# [DATA SUPPLIED]
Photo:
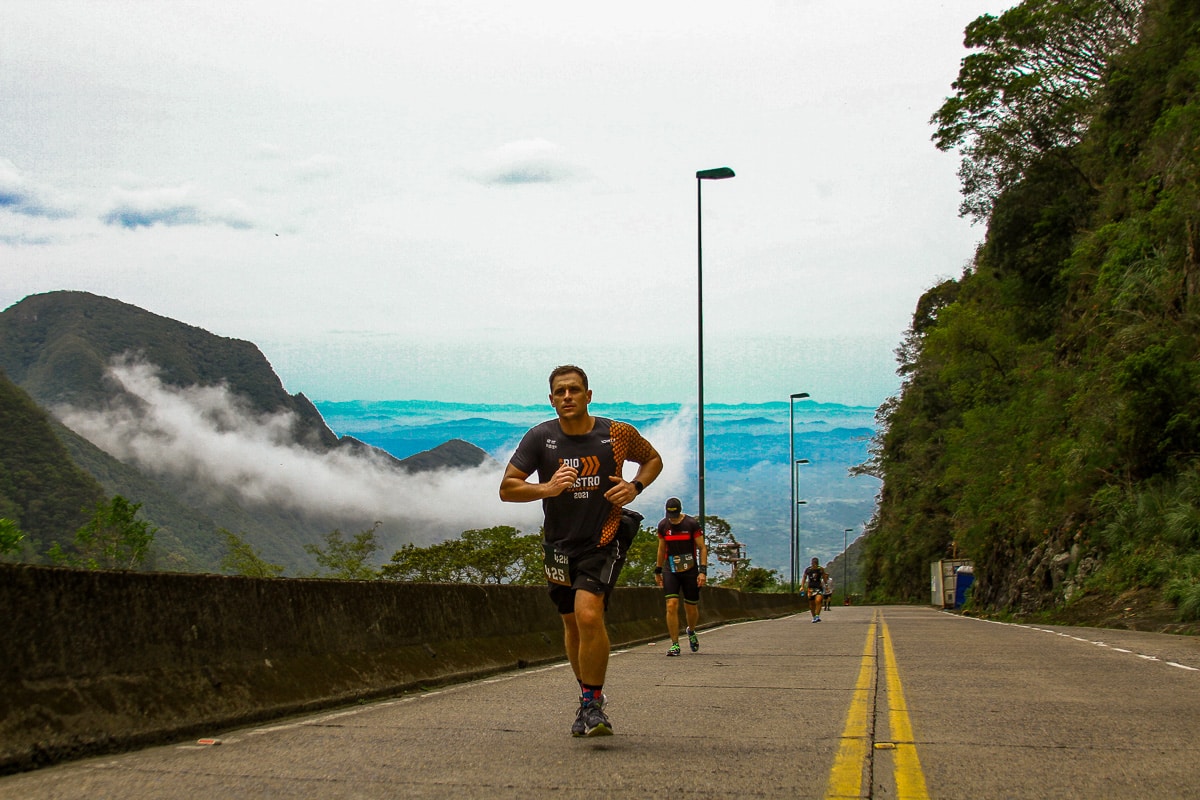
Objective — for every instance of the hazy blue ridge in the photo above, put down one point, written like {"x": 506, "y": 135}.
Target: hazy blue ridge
{"x": 747, "y": 457}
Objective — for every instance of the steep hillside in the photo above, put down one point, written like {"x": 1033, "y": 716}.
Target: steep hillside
{"x": 1049, "y": 422}
{"x": 59, "y": 346}
{"x": 41, "y": 488}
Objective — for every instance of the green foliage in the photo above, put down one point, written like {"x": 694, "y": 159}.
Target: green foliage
{"x": 756, "y": 578}
{"x": 245, "y": 560}
{"x": 501, "y": 554}
{"x": 41, "y": 488}
{"x": 1185, "y": 590}
{"x": 1030, "y": 90}
{"x": 10, "y": 536}
{"x": 1050, "y": 405}
{"x": 346, "y": 560}
{"x": 112, "y": 540}
{"x": 641, "y": 559}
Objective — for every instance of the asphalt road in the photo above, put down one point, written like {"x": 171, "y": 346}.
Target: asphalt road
{"x": 887, "y": 702}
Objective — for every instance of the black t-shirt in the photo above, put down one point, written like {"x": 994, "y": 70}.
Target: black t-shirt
{"x": 581, "y": 518}
{"x": 682, "y": 537}
{"x": 814, "y": 577}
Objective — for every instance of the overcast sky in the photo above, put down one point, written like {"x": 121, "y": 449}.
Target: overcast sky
{"x": 443, "y": 200}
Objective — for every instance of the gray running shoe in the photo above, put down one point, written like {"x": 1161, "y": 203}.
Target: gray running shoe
{"x": 579, "y": 728}
{"x": 595, "y": 721}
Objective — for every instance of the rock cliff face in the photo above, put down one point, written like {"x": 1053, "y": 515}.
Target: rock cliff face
{"x": 59, "y": 350}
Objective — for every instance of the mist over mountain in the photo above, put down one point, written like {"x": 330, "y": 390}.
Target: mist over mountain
{"x": 207, "y": 438}
{"x": 745, "y": 455}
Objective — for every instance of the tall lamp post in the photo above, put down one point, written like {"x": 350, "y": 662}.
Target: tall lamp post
{"x": 791, "y": 464}
{"x": 845, "y": 564}
{"x": 701, "y": 176}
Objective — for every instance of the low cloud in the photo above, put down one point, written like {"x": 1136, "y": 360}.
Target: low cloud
{"x": 18, "y": 194}
{"x": 172, "y": 206}
{"x": 208, "y": 434}
{"x": 529, "y": 161}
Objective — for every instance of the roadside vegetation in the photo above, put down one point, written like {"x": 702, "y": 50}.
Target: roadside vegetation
{"x": 1048, "y": 426}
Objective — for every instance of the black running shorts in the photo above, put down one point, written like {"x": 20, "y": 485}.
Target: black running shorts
{"x": 685, "y": 583}
{"x": 595, "y": 572}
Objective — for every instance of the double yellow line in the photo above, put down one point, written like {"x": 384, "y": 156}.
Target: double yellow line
{"x": 858, "y": 739}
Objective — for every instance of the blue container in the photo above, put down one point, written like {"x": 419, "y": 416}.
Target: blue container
{"x": 963, "y": 579}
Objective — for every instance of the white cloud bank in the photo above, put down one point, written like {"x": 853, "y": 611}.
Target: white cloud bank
{"x": 209, "y": 435}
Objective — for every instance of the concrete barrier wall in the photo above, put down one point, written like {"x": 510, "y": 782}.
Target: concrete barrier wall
{"x": 99, "y": 661}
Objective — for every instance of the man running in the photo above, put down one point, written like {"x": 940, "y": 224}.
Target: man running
{"x": 682, "y": 567}
{"x": 579, "y": 459}
{"x": 814, "y": 584}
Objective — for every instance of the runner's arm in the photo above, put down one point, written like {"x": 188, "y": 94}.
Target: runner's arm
{"x": 515, "y": 486}
{"x": 623, "y": 492}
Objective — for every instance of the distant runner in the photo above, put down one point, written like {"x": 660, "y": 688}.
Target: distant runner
{"x": 579, "y": 461}
{"x": 682, "y": 569}
{"x": 814, "y": 584}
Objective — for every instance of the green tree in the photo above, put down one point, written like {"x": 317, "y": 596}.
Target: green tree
{"x": 1030, "y": 90}
{"x": 112, "y": 540}
{"x": 641, "y": 559}
{"x": 10, "y": 536}
{"x": 499, "y": 554}
{"x": 347, "y": 560}
{"x": 757, "y": 578}
{"x": 245, "y": 560}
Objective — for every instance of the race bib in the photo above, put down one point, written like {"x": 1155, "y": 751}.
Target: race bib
{"x": 683, "y": 563}
{"x": 557, "y": 566}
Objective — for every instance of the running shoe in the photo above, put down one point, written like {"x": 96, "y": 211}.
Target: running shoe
{"x": 579, "y": 728}
{"x": 595, "y": 721}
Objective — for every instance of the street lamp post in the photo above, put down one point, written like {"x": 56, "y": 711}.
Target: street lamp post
{"x": 702, "y": 175}
{"x": 791, "y": 463}
{"x": 845, "y": 564}
{"x": 796, "y": 541}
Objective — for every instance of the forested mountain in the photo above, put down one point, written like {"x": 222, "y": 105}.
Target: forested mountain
{"x": 59, "y": 346}
{"x": 1049, "y": 420}
{"x": 41, "y": 487}
{"x": 59, "y": 349}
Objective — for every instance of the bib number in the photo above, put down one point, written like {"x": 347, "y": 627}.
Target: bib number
{"x": 683, "y": 563}
{"x": 556, "y": 565}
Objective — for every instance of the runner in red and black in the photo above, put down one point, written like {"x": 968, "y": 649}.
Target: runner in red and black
{"x": 682, "y": 569}
{"x": 579, "y": 461}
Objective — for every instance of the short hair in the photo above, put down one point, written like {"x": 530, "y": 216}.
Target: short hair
{"x": 565, "y": 370}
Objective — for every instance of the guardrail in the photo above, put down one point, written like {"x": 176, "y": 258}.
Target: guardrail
{"x": 97, "y": 661}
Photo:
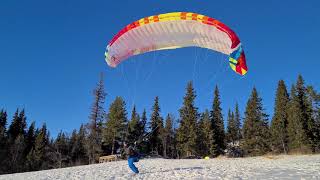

# [PROBLEM DESCRIPTION]
Collect each line of the records above that contains the string "number", treating uppercase and lowercase as different.

# [RESPONSE TO THIS EXERCISE]
Objective — for every instance of the bib number in the photo above, put down one point, written like {"x": 347, "y": 627}.
Target: bib number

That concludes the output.